● **DIRECTIONS**: Search the entries for the word "pedestal" and copy each line that has it.

● **DATA EXTRACT**:
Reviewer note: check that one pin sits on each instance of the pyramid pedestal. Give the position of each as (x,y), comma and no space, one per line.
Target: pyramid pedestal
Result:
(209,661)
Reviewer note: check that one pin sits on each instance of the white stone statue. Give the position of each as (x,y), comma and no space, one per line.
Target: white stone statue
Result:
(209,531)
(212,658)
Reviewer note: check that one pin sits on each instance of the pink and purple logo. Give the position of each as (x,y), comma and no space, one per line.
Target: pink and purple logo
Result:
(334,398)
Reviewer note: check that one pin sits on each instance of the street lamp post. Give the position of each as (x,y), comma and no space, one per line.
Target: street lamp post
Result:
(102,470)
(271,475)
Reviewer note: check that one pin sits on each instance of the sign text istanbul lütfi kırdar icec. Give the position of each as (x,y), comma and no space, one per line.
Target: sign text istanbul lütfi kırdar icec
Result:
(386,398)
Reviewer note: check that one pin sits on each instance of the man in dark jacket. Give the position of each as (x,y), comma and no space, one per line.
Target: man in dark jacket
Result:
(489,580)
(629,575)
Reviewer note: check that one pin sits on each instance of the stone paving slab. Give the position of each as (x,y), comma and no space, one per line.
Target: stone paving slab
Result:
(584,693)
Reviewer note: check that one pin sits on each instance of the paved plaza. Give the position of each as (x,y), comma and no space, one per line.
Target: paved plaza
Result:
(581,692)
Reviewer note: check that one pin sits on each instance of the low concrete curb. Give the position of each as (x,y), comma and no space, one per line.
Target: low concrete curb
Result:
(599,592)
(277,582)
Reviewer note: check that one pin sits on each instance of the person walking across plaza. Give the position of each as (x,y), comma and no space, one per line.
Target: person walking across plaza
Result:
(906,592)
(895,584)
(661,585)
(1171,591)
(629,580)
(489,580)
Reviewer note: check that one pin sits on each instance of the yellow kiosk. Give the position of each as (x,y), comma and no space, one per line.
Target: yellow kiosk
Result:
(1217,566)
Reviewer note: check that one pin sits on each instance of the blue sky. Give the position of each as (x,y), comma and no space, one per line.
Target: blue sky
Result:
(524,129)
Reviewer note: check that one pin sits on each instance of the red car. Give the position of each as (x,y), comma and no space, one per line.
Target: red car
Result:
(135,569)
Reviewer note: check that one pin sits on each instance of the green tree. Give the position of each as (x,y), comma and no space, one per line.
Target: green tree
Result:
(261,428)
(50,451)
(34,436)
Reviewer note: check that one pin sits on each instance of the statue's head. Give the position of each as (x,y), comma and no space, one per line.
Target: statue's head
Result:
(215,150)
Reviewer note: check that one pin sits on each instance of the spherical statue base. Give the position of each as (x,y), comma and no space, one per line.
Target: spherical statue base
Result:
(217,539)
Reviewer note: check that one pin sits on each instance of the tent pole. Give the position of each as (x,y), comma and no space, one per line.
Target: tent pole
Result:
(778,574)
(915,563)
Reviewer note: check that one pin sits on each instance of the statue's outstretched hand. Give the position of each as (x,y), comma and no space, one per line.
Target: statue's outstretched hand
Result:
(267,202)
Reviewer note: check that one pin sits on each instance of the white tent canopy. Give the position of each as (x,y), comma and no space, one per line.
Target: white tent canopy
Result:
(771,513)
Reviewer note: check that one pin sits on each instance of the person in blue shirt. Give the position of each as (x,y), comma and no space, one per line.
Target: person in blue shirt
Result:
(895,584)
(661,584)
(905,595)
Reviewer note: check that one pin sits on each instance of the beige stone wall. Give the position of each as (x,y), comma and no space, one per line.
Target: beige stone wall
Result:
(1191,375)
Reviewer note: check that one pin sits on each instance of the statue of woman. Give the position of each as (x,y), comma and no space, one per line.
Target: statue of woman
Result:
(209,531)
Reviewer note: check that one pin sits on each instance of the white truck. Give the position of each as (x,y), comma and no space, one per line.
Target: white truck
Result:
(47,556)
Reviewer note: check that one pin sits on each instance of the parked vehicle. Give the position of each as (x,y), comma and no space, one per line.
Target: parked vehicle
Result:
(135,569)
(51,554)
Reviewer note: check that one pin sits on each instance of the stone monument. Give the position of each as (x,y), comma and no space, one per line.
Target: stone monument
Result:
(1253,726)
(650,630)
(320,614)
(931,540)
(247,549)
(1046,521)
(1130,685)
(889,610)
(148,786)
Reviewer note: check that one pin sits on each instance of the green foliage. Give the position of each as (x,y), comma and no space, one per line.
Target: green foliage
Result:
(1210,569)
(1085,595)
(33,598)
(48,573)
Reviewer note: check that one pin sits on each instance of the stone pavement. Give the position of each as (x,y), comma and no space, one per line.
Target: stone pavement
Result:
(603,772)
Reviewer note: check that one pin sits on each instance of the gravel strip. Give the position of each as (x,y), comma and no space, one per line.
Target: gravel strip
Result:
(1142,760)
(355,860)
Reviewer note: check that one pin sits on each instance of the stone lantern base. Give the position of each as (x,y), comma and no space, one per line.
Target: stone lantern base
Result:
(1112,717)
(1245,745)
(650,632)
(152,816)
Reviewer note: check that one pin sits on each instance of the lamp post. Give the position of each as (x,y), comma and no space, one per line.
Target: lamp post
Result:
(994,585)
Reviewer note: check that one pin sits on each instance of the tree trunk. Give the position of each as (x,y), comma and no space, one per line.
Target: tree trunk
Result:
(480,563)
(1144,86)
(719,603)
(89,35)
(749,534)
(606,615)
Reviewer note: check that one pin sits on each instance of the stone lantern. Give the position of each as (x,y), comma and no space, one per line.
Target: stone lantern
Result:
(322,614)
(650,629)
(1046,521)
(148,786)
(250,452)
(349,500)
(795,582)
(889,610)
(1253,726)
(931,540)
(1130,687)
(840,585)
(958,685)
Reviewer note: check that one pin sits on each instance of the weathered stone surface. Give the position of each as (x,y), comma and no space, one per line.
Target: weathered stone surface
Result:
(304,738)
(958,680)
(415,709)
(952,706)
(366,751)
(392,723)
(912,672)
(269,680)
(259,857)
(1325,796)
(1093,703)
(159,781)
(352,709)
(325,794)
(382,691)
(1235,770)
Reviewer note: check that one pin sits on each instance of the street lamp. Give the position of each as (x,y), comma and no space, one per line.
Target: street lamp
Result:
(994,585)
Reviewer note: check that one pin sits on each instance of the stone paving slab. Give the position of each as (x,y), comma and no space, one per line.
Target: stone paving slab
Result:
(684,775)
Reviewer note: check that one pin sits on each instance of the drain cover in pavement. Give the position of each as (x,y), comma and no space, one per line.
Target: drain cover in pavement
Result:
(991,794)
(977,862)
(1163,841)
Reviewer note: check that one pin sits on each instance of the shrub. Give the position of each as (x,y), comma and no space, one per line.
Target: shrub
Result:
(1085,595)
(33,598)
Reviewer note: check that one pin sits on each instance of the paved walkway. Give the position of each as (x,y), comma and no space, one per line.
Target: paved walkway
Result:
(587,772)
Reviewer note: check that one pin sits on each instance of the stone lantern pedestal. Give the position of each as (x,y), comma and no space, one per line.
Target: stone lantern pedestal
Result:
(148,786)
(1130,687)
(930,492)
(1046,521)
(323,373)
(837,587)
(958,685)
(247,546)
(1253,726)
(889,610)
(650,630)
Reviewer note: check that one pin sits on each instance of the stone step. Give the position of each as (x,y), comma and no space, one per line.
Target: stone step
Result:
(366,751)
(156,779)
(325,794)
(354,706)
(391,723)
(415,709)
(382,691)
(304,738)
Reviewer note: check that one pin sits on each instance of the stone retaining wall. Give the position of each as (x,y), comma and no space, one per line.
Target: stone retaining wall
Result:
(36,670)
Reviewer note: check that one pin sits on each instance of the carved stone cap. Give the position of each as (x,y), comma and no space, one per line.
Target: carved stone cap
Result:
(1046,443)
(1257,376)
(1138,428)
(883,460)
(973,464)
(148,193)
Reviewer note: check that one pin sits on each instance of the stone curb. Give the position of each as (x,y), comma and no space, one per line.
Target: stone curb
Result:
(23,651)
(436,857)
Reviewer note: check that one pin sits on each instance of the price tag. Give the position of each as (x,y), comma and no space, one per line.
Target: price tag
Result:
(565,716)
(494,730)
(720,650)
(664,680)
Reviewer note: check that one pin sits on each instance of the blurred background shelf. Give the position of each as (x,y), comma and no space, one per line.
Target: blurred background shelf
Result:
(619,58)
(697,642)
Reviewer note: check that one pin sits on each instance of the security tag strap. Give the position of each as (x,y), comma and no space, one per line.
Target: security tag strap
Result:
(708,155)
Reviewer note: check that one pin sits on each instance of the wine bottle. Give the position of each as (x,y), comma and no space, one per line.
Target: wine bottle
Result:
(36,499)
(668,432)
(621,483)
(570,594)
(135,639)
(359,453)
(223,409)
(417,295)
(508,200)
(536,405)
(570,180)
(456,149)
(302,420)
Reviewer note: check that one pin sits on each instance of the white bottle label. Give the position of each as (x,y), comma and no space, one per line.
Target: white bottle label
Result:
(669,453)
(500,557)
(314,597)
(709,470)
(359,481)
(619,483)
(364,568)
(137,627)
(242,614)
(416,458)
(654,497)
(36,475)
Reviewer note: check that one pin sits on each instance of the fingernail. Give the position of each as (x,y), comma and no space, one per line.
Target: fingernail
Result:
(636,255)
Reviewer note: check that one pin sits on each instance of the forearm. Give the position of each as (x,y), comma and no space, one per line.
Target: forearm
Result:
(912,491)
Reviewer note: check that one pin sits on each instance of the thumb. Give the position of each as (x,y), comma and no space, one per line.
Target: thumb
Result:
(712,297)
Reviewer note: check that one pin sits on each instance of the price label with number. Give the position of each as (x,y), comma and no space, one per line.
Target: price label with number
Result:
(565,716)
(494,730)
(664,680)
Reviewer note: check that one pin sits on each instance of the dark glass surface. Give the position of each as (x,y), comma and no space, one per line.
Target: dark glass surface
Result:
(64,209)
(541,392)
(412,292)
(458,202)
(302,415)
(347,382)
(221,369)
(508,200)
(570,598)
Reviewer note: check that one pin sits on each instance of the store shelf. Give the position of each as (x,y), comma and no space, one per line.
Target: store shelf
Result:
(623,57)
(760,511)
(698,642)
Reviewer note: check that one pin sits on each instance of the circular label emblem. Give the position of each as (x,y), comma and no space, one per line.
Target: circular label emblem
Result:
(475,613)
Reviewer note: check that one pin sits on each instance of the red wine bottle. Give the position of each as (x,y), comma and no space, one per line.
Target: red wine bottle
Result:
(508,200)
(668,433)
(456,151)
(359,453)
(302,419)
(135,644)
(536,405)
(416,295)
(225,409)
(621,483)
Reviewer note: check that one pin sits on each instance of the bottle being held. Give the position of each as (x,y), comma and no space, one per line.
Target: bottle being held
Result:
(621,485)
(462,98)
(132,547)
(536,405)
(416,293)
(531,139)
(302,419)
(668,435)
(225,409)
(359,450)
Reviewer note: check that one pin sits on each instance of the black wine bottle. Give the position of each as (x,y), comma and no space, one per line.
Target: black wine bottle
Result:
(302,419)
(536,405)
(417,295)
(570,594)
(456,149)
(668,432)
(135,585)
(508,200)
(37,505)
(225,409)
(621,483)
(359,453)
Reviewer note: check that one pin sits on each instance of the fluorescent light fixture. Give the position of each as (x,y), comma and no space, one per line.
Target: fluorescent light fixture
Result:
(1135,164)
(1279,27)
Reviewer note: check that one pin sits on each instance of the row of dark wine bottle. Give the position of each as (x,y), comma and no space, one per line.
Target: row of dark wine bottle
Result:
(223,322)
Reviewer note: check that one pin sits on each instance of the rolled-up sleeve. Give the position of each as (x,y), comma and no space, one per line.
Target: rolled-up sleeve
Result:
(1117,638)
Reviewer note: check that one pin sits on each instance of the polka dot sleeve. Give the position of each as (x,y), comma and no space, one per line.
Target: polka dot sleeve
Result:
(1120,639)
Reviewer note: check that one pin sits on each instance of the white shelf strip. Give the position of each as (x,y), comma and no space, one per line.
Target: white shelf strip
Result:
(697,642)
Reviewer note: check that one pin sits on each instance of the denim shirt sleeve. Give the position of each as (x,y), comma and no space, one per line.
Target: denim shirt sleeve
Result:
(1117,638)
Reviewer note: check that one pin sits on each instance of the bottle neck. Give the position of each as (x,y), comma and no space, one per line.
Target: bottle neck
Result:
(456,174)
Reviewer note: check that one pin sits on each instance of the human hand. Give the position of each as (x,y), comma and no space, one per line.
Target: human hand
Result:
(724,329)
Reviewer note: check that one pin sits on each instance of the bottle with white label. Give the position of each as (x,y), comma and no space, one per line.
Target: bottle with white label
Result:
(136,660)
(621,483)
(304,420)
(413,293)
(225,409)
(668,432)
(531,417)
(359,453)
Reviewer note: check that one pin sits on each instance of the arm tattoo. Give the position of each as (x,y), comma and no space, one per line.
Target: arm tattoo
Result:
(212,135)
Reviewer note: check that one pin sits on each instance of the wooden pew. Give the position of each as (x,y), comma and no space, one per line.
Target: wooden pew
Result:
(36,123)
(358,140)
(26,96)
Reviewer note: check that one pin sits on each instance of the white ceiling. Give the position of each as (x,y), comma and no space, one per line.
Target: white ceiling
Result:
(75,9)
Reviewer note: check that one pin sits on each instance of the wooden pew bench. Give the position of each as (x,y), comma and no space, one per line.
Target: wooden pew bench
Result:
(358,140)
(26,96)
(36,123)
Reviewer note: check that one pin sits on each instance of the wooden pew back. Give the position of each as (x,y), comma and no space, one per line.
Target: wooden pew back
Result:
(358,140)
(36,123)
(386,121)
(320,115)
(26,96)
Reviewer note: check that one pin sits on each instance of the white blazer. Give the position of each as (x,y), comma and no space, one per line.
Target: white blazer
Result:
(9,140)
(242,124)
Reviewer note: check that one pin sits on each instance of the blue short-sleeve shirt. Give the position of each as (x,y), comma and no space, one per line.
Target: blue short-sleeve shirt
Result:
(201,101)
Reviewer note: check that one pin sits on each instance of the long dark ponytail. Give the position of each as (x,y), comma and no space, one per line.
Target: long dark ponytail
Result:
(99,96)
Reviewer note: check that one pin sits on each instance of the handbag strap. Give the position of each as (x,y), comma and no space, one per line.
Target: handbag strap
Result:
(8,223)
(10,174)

● **YOUR RESPONSE**:
Reviewer note: check that one pin sits on each instance of the pyramid pedestal. Give the position of each as (x,y), comma and no space, one per line.
Target: pyramid pedestal
Reviewer note: check that one pin sits on each instance of the stone lantern pedestal. Give the position of each as (x,y), comma and no space, one per line.
Target: stone lantern pedestal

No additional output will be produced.